▸ WHAT TO WORK ON
1. From the passage on Ordovician karst reservoirs, list every period in which the text says large-scale tectonic movements occurred in the Tarim Basin.
2. Carry on the passage on Ordovician karst reservoirs from the point where it stops.
## START PASSAGE SHOWN
The reservoir spaces of the Ordovician karst reservoirs consist primarily of pores, fractures, and karst caves. Among these, pores are mainly secondary porosities, typically formed by selective dissolution of grainstone by meteoric fresh water. These include intragranular dissolution pores, moldic pores, intergranular dissolution pores, and others. These reservoirs, which provided the primary conditions for hydrocarbon accumulation, were formed through the superimposition of multiple tectonic movements and karstification [23,24]. Several large-scale tectonic movements occurred in the Tarim Basin during the late Caledonian, early Hercynian, late Hercynian, Indosinian, late Yanshanian, and late Himalayan periods. The Ordovician carbonates, influenced by multi-period tectonic movements, experienced multiple karst exposures. The karst reservoirs are significant for the development of carbonate reservoirs [25,26]. The late Caledonian and early Hercynian periods were the primary periods of karstification in the Tahe area [27]. The top surfaces of the Yijianfang Formation and the Lianglitage Formation experienced short-term karst exposures during the middle Caledonian Stage I and II. The Tahe area was uplifted during Stage Ⅲ, causing significant denudation of the Ordovician formations. These formations were uplifted and denuded again during the early Hercynian period, exposing the carbonate rocks of the Yajianfang Formation and the Yingshan Formation to karstification [13].
## END PASSAGE SHOWN
## START PROVIDED INFORMATION
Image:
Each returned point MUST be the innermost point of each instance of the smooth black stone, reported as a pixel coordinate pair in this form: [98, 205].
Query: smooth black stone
## END PROVIDED INFORMATION
## START PROVIDED INFORMATION
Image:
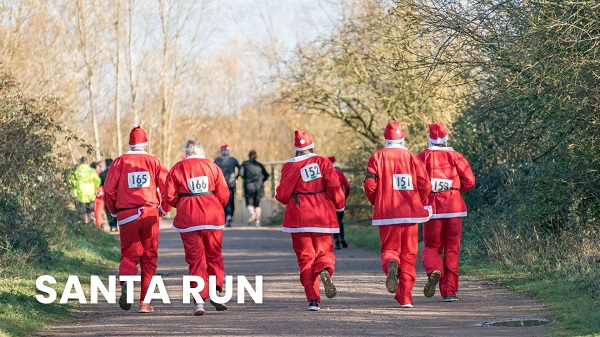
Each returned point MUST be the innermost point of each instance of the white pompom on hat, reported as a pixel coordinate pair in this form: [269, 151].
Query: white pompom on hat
## END PROVIDED INFORMATION
▸ EXPECTED OUTPUTS
1.
- late Caledonian
- early Hercynian
- late Hercynian
- Indosinian
- late Yanshanian
- late Himalayan

2.
3. Samples and Methods

3.1. Samples Data

To recover the paleo-pressure of the Ordovician carbonate reservoirs in the Tahe area, 15 carbonate samples were collected from multiple wells, including Wells 1 through 6. The samples were primarily collected from the Yingshan Formation and the Yajianfang Formation carbonate reservoirs in the Tahe area. The locations of these wells are shown in Figure 1. Based on the petrography observations of calcite veins and fluid inclusions, seven typical samples with well-developed oil inclusions were selected and prepared as double-sided polished thin sections, with a thickness of 100 μm (Table 1). Techniques such as the cathodoluminescence of calcite veins, petrography of oil inclusions, microthermomery, and confocal laser scanning microscopy were employed to determine the stages and time of hydrocarbon accumulation and to recover the paleo-pressure.
Petrography observation of oil inclusions, fluorescence spectroscopy and microthermometry were conducted at the Key Laboratory of Tectonics and Petroleum Resources Ministry of Education, China University of Geosciences, Wuhan. Cathodoluminescence and confocal laser scanning microscopy were conducted at the Sinopec Petroleum Exploration and Production Research Institute.

3.2. Fluid Inclusions Analysis

The cathodoluminescence characteristics of the calcite veins were analyzed using a CLF-2 cathodoluminescence instrument, operating at a voltage of 10.5 kV, a current of 250 μA, and under a vacuum of 3 Pa. The Nikon Eclipse LV100N POL microscope was used to observe the petrography characterization of fluid inclusions in calcite veins, while the Nikon microscope, equipped with Maya200Pro fluorescence spectroscopy, was used to analyze the fluorescence spectroscopy characteristics. The homogenization temperature (Th) of the fluid inclusions was measured using a Linkam THMS600G heating and freezing microscope stage, with measurement errors of ±1 °C. When measuring the homogenization temperature, larger inclusions with clear boundaries were selected from the same inclusion group. During the measurement, the heating rate should not be too fast. As the homogenization temperature is approached, the heating rate should be reduced, and close attention should be paid to the temperature at which the bubble disappears. This temperature is defined as the homogenization temperature.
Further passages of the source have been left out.